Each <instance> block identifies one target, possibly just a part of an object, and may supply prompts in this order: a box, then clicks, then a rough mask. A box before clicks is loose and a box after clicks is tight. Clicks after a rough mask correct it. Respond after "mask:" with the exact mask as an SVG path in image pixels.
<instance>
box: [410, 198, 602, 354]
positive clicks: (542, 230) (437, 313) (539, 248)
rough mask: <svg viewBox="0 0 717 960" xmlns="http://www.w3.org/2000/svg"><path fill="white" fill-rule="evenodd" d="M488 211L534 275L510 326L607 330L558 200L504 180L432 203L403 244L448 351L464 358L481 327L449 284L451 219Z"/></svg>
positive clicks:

_ _ _ _ _ _ _

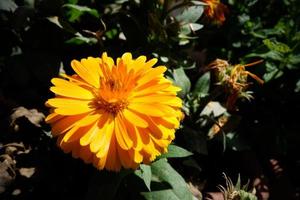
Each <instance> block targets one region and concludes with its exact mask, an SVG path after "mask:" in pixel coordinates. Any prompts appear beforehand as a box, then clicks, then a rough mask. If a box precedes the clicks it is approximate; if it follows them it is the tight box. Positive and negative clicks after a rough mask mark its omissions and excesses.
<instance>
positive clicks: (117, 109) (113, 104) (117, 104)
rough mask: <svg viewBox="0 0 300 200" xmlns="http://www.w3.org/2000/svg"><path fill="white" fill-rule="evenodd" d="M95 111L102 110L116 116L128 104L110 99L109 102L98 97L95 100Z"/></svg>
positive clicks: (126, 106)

_ _ _ _ _ _ _

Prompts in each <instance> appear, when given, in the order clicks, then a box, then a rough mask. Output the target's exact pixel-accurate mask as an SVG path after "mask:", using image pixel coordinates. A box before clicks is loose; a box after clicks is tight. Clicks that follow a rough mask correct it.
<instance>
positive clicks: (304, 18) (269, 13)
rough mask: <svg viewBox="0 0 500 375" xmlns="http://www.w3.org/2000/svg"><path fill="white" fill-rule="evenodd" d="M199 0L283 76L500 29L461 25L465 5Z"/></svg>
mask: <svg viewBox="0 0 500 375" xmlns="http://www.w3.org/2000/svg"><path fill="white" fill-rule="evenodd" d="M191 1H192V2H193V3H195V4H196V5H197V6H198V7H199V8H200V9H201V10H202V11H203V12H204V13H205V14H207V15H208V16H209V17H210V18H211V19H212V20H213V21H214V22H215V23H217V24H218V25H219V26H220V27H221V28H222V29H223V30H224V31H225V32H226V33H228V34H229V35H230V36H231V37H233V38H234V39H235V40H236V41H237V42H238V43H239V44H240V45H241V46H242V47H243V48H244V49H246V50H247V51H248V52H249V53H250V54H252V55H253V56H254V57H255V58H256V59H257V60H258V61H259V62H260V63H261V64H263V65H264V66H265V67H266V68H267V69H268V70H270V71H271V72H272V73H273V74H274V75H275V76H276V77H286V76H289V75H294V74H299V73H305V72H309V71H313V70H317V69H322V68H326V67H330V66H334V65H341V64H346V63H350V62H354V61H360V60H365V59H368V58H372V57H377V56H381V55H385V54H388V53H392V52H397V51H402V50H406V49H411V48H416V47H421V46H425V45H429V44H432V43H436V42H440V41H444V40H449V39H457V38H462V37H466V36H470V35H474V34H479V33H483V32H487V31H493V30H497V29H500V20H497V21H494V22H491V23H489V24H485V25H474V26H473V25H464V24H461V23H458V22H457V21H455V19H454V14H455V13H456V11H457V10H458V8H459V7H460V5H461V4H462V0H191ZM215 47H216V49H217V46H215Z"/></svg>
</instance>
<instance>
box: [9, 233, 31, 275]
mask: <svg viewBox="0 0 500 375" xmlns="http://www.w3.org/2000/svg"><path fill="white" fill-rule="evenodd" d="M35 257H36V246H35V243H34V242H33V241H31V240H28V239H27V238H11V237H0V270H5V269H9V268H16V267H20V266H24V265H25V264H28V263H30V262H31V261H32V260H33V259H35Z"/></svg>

_ _ _ _ _ _ _

WORK ITEM: Within the listing above, extract exactly the lines from the line with "positive clicks: (117, 109)" to the line with "positive clicks: (126, 106)", the two named lines included, and no others.

SOLVED PROBLEM:
positive clicks: (117, 109) (113, 104) (117, 104)
rough mask: <svg viewBox="0 0 300 200" xmlns="http://www.w3.org/2000/svg"><path fill="white" fill-rule="evenodd" d="M95 111L102 110L116 116L128 104L110 99L109 102L98 97L95 100Z"/></svg>
positive clicks: (126, 106)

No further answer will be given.